*THE TASK*:
Pick up the article about the Holden race car HRT 046 after its final sentence and keep writing it.

It’s stamped with a HRT number but never actually competed for the factory Holden squad …

EVERY family has a member that is just a little bit different.

They don’t quite fit in or perhaps they just don’t walk, talk or act the same as the rest of their clan. But that doesn’t mean there’s anything wrong with them. In fact, it’s what makes them stand out from the rest of their family as a unique, special and important family member.

Chassis HRT 046 is exactly that family member in the context of documenting the histories of Holden Racing Team Commodores, which the V8 Sleuth team is doing at the moment as it works on content for our new release book covering the histories of every HRT race car from 1989 to 2016.

Make sure you don’t miss out on a copy by pre-ordering it here now!

HRT 046 was the third VX Commodore constructed by Dencar for TWR Australia in 2001 and was originally allocated for HRT itself (hence the chassis number!) but a last minute swap saw it head to its ‘little brother’ Kmart Racing squad.

The Kmart team had been created for the 2001 season in response to the retail giant departing its sponsorship at Gibson Motorsport. TWR Australia established the new entity in the Clayton business park that also housed the HRT; however in a separate building that had been occupied by the Holden Young Lions project the previous year. With staff carried over from that program and additional bodies employed, the team relied on ‘hand me down’ chassis from its ‘big brothers’ at the HRT.

Completed at the end of 2001, the new car had a shakedown four days before Christmas with Greg Murphy behind the wheel. Its maiden outing at Calder in a test ended within just 22 laps of running with a rear hub issue. Nobody knew it at the time but the volatile Kiwi and this very car would find themselves in some of the most controversial incidents in V8 Supercar racing history!

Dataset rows

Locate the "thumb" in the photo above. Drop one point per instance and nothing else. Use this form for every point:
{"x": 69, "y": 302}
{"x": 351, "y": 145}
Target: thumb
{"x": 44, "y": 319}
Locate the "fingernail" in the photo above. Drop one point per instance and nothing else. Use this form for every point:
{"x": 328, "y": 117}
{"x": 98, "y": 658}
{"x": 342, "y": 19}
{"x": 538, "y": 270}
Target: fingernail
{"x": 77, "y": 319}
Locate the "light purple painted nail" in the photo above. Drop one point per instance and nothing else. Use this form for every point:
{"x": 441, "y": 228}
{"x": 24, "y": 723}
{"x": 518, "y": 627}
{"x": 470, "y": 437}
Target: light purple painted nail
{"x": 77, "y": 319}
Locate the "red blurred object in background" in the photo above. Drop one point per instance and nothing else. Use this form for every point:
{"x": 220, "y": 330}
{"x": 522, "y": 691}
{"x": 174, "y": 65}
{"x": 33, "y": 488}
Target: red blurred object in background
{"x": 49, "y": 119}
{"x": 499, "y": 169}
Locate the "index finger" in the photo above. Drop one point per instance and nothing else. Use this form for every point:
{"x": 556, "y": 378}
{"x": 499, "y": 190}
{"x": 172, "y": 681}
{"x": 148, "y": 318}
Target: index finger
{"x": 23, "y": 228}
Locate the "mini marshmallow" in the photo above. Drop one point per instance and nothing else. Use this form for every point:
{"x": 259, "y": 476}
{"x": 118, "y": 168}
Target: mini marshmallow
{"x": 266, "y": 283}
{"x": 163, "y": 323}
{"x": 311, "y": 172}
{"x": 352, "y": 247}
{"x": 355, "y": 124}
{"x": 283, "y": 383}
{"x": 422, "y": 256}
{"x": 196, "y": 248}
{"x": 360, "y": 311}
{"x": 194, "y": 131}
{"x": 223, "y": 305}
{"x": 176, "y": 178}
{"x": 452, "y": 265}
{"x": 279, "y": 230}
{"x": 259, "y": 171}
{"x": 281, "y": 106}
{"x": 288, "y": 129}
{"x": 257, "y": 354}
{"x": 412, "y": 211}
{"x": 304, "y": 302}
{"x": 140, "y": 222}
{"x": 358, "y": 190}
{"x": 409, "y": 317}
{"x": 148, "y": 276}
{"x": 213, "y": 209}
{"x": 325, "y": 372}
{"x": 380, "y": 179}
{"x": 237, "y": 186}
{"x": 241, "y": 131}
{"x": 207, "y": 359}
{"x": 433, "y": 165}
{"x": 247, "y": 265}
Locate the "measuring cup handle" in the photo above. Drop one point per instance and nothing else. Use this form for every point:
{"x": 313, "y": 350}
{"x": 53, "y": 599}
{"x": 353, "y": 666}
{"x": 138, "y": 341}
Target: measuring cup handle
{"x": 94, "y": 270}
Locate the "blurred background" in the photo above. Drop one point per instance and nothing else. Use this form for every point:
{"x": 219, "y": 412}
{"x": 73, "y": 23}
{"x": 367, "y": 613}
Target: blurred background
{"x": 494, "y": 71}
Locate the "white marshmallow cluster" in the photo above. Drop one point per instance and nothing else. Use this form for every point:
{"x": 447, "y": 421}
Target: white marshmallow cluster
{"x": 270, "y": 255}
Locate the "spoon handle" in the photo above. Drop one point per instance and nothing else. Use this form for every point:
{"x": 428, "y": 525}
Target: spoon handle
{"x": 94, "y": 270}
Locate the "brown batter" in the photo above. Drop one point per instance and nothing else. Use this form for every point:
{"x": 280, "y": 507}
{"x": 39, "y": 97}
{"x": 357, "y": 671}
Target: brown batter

*OUTPUT*:
The first came in the second round of the 2002 season when the Kmart pilot collided with Jason Bargwanna shortly after the start of Race 1. The end result sent Bargwanna tumbling down the road (see video below) and his Valvoline/Garry Rogers Commodore ripped to shreds before some push and shove on the grid between the two prior to the restart.

Then later in the year a victory in the Queensland 500 went begging as Murphy ran dry of fuel with just laps to go while leading.

Even worse was to follow at Bathurst as a communication breakdown left Murphy being waved out of a fuel stop in the pits prior to the refueling hose being uncoupled. The end result was a decent-sized fuel spill and the biggest in-race penalty in V8 Supercar history – a five-minutehold in the pit bay!

There remains no doubt the #51 Kmart Commodore had been a genuine chance to win the race, but it only seemed to set up the further controversy that was to follow HRT 046 in the years that followed.

The introduction of the new VY model Commodore in 2003 didn’t affect Kmart Racing and they stuck with the proven VX model and existing 18-degree Chevrolet engine. Again Murphy was at the helm, racing this chassis through until Oran Park when he ‘debuted’ the rebuilt HRT 043 chassis in Kmart colours after repairs from Todd Kelly’s Darwin accident.

Rick Kelly took over Murphy’s 046 car for the Oran Park round and the remainder of the season, only giving it up for endurance pilots, British Touring Car ace Andy Priaulx and former Privateer’s Cup champion Cameron McLean, at the Sandown 500 and Bathurst 1000.

Upgraded in time for the 2004 season to VY specification (but retaining the 18-degree Chevrolet engine) it was reunited with Murphy for the first half of the season before he felt a change of chassis may bring improved results. As a result he stepped out of HRT 046 after Hidden Valley and it lay idle at Kmart Racing for the remainder of the season.

Murphy departed to Kees Weel’s Supercheap Auto-backed PWR Racing team in 2005 and HRT 046 went with him as well. Updated to VZ specification it took Murphy to his record fourth round win in five years on home soil at Pukekohe and later swapped to a Perkins Engineering-built motor when the PWR squad did a deal with Perkins for supply of the newer-generation ‘HMS’ engines after cutting its ties with Holden Motor Sports.

The engine change was made in time for the Hidden Valley round but the standout feature from the 2005 season for HRT 046 occurred at Bathurst. A late race fight for the final podium position between Murphy and bitter rival Marcos Ambrose ended with both men out of the race, their nose-to-nose confrontation in the aftermath the stuff of legends in the history books of Mount Panorama (see video below).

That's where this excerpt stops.